→ Task inputs:

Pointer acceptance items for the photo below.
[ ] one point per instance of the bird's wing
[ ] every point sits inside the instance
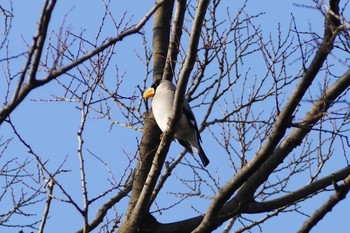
(190, 117)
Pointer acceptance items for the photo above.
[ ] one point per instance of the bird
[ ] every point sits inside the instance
(187, 133)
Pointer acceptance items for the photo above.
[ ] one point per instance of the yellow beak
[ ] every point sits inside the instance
(148, 93)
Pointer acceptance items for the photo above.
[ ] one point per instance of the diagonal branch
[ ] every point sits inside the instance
(340, 193)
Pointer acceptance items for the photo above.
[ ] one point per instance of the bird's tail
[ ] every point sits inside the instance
(203, 156)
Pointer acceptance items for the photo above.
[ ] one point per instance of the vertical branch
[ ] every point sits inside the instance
(151, 132)
(50, 185)
(281, 124)
(176, 34)
(84, 113)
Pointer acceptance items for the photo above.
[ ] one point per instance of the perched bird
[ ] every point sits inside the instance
(163, 93)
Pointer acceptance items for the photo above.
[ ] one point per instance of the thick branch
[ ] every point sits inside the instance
(298, 195)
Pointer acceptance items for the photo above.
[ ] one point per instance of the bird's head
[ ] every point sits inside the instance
(150, 92)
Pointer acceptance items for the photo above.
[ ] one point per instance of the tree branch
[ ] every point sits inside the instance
(23, 90)
(340, 193)
(282, 123)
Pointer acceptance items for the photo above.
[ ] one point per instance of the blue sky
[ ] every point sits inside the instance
(51, 126)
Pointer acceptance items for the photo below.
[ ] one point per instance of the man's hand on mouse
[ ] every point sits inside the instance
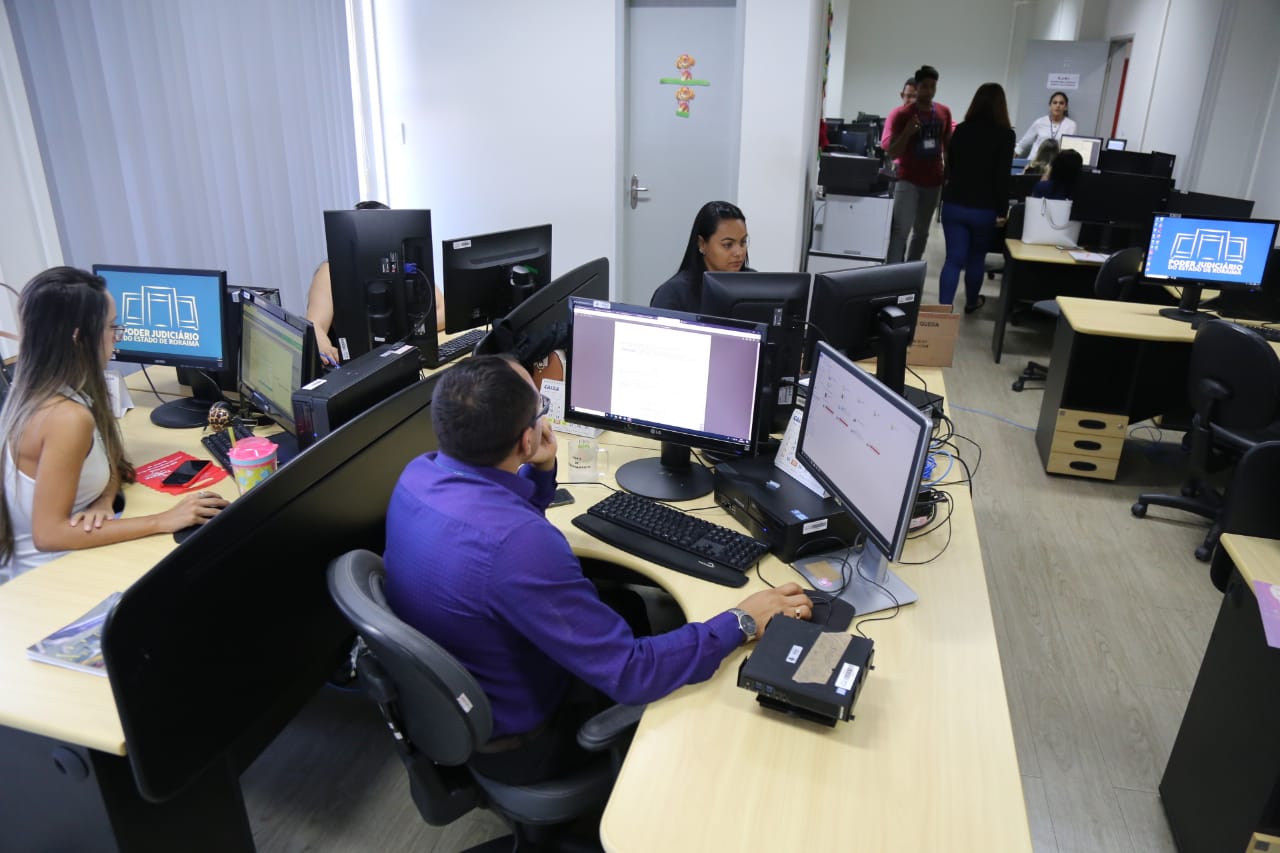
(787, 600)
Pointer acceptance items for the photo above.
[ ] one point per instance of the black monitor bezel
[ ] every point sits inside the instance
(202, 363)
(826, 302)
(355, 236)
(487, 295)
(1092, 163)
(891, 546)
(1211, 283)
(309, 368)
(664, 432)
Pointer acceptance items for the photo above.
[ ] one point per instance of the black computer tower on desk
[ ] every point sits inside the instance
(330, 401)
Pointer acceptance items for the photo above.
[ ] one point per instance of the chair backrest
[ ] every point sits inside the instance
(1235, 370)
(1119, 274)
(439, 703)
(1251, 505)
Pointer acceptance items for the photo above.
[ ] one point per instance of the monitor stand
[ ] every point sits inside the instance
(1188, 305)
(672, 477)
(863, 568)
(190, 413)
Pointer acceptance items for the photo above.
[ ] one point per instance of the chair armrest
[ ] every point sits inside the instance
(602, 730)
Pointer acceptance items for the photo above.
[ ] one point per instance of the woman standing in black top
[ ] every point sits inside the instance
(976, 192)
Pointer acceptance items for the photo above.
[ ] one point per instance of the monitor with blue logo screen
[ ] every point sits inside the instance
(1202, 251)
(174, 318)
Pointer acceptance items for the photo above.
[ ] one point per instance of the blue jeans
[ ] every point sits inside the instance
(969, 232)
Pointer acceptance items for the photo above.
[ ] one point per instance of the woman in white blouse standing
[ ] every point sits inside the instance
(1047, 127)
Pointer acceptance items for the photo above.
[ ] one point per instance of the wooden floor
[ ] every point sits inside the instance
(1101, 619)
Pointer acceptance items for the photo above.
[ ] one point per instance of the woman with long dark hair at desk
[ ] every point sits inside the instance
(62, 451)
(717, 242)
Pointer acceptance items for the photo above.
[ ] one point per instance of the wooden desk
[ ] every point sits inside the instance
(59, 730)
(1114, 364)
(1223, 779)
(1034, 272)
(928, 756)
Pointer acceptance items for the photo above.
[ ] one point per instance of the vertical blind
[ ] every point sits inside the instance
(191, 133)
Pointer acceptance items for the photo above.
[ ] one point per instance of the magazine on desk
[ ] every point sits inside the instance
(80, 644)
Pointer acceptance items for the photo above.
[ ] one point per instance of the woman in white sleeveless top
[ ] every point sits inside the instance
(60, 451)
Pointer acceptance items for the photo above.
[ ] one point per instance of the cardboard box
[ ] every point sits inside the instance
(935, 343)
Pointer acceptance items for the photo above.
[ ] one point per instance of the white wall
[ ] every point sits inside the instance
(780, 124)
(28, 235)
(1238, 105)
(503, 115)
(496, 127)
(968, 42)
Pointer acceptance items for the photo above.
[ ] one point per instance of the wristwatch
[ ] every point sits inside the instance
(745, 623)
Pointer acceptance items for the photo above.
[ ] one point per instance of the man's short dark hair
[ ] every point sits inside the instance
(926, 72)
(480, 409)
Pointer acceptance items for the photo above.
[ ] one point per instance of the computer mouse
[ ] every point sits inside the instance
(832, 614)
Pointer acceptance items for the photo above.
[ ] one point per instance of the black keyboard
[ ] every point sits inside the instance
(671, 538)
(219, 443)
(458, 346)
(1267, 332)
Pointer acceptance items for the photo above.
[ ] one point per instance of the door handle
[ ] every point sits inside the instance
(636, 190)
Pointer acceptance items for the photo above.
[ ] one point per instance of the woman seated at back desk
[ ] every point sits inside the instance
(62, 452)
(1060, 179)
(717, 242)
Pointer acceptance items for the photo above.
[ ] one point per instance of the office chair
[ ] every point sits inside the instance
(1115, 281)
(1234, 388)
(420, 690)
(1248, 505)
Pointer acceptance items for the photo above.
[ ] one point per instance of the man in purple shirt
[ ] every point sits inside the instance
(474, 564)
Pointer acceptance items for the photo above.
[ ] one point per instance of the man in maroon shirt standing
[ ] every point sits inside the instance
(918, 136)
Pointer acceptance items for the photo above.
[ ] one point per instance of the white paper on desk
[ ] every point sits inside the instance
(786, 459)
(554, 391)
(118, 392)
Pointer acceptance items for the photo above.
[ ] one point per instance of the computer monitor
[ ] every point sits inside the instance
(869, 311)
(1201, 204)
(228, 637)
(488, 274)
(1088, 147)
(1121, 204)
(176, 318)
(1152, 163)
(781, 302)
(278, 356)
(383, 281)
(867, 446)
(686, 379)
(540, 323)
(848, 174)
(1198, 251)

→ Exercise goal:
With the images removed, give back every entry exactly as shown.

→ Problem solution:
Pointer acceptance items for the photo below.
[ ] one point per instance of the bird's wing
[ ] every point sits inside the instance
(190, 117)
Pointer acceptance items for the photo above.
[ ] one point per instance of the bird
[ ] every point sits inside the instance
(187, 133)
Pointer acceptance items for the photo above.
[ ] one point per instance of the yellow beak
[ ] every point sits inside the instance
(148, 93)
Pointer acceptance items for the photo above.
[ ] one point per instance of the diagonal branch
[ ] every point sits inside the instance
(340, 193)
Pointer acceptance items for the photo above.
[ ] one point per instance of the bird's tail
[ ] every point sits inside the instance
(203, 156)
Pointer acceptance items for the photo above.
[ ] one point per instance of the vertical branch
[ ] every point sits inside the instance
(151, 132)
(50, 185)
(281, 124)
(176, 34)
(84, 113)
Pointer acceptance items for the photo above.
[ ] one point per instance of the perched bird
[ ] every point sits inside the instance
(163, 93)
Pointer acceptance items for the photo above.
[ ] one point per instance of the thick branch
[ ] every point sits inside the instance
(298, 195)
Pointer acceptance items for the photo above.
[ ] one point per instance of the bird's head
[ ] every point sits inside the instance
(150, 92)
Pointer acceptance items for the photo above.
[ ] one point per instance of the tree branch
[ ] every point sits inside the instance
(23, 90)
(340, 193)
(282, 123)
Pointer acceptance items for the photo above.
[ ] one point per instance of the blue sky
[ ] every point sits inside the instance
(51, 126)
Pointer acceptance items for the photo below.
[ ] one point per instance of the man's hand on mouse
[ ] every point sits inside the instance
(787, 600)
Pointer acceptance items for the photo above.
[ ] one point per instance of the black monitor bezel
[ ] every point sits inside the instance
(202, 363)
(826, 302)
(355, 236)
(487, 295)
(1092, 163)
(891, 546)
(1211, 283)
(309, 368)
(664, 432)
Pointer acceptance items for the photo above.
[ ] one point per instance of the black computer tower on desk
[ ] every point sits inside the instance
(330, 401)
Pointer acceptance items for the photo above.
[ ] one point per instance of the chair backrest
[ ] every point sits inside the instance
(1235, 370)
(1119, 274)
(439, 703)
(1251, 505)
Pointer acceptance items for the photo above.
[ ] one point per instance of the monitor stand
[ ] every point sits inside the instance
(1188, 305)
(672, 477)
(863, 568)
(190, 413)
Pointer acceptance items for the photo above.
[ ] one point per instance of the chair armrest
[ ] every point sits inside the instance
(602, 730)
Pointer acceptance items for the photo above.
[ ] one point per instance of the woman standing in black top
[ ] every point sits inside the instance
(976, 192)
Pointer acceptance items for the photo above.
[ ] one point per instance of the monitor with blue logo screen
[ ] every point sits inside the instance
(1202, 251)
(174, 318)
Pointer acceptance items for the photo above.
[ ] one point per instance of the blue jeans
[ ] every point sits inside the instance
(969, 232)
Pointer acceptance items for the photo above.
[ ] one point per instance of the woman in white blouse standing
[ ] every point sits inside the instance
(1047, 127)
Pointer acceptance items for the photo above.
[ ] one point per instance of the wooden floor
[ ] every point sits inside the instance
(1101, 619)
Pointer acceptance items for the photo above.
[ ] one point per instance of the woman with long dark hair at desk
[ ] every point sits inside the instance
(62, 451)
(717, 242)
Pointer acceptance items for the photo above.
[ ] one point per instance of the wooden desk
[ ] every point sits inside the instance
(59, 730)
(1114, 364)
(1223, 779)
(1034, 272)
(928, 756)
Pointer acceptance items for the photo above.
[ ] one point per instance of the vertical blind
[ ] every point sits inside the instance
(191, 133)
Pointer acceptance items for the photo above.
[ ] one point per instance of the magazine on desk
[ ] every point sits inside the instance
(80, 644)
Pointer acceptance items for the photo above.
[ ] one point per instance of the woman in white sleeveless top
[ ] every point sits inside the instance
(60, 451)
Pointer acceptance items for the photo above.
[ ] one point per instance of the cardboard box
[ ] every point sits inside the instance
(935, 343)
Pointer acceptance items for the photo above.
[ ] one point per instance of the white wall
[ ] every point sits inside the instance
(780, 124)
(28, 235)
(1238, 105)
(503, 115)
(496, 127)
(968, 42)
Pointer acceptance items for the photo above.
[ ] one point per instance of the wristwatch
[ ] every point sits inside the instance
(745, 623)
Pointer acceptance items for the photo above.
[ ] one point per instance of the man's short dark hair
[ ] every point sits inside the instance
(926, 72)
(480, 409)
Pointer acceptance items for the photo above.
[ ] one point per instance of the computer mouse
[ ] every point sits inside the instance
(832, 614)
Pointer acceptance items for the photo above.
[ ] one point per instance of the black keyboard
[ ] every point sits inside the instance
(671, 538)
(219, 443)
(458, 346)
(1267, 332)
Pointer acceptance items for the photo above.
[ ] one point per instance of the door handle
[ ] every point sits inside the instance
(636, 190)
Pointer acceptance items for the photo above.
[ ] one point per instance of the woman seated at back desk
[ ] every point sits inside the instance
(62, 452)
(1060, 179)
(717, 242)
Pointer acceptance items for the photo above.
[ ] one point per instance of the office chair
[ ] every point sits inside the instance
(1115, 281)
(1234, 388)
(420, 690)
(1248, 505)
Pointer acceptance items for the photo above.
[ ] one point per instance of the man in purple shirt
[ ] every point sits inside the instance
(474, 564)
Pointer acceptance items for the photo above.
[ ] one point per instance of the man in maroon shirt standing
[ ] every point sits inside the instance
(918, 136)
Pointer acceptance items for the photo above.
[ ] one point per instance of the white paper on desk
[ ] every point sits inside the instance
(786, 459)
(554, 391)
(118, 392)
Pointer acceptance items for the photo above.
[ ] one point per instance of the computer monitor
[ ] every point sits inside the instance
(869, 311)
(1201, 204)
(228, 637)
(488, 274)
(1088, 147)
(1121, 204)
(176, 318)
(1152, 163)
(781, 302)
(278, 356)
(383, 281)
(867, 446)
(686, 379)
(540, 323)
(848, 174)
(1198, 251)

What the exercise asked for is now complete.